[Referring expression data]
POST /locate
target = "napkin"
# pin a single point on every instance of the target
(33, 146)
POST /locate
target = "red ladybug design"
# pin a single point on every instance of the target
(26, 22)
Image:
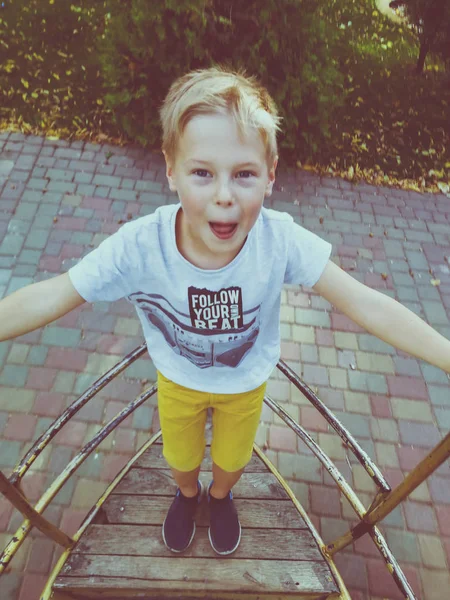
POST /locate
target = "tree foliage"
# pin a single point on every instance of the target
(431, 19)
(284, 42)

• [REQUIREMENT]: Print the entries above exactly, leaving pictures out.

• [RESULT OF THIS TASK]:
POST /locate
target = "napkin"
# pin a single point on every instance of the target
(33, 146)
POST /locate
target = "red ladybug design"
# pin a single point on every instance of the target
(26, 22)
Image:
POST /locate
target = "tree foliage"
# pin a single point on every instance of the target
(431, 19)
(284, 42)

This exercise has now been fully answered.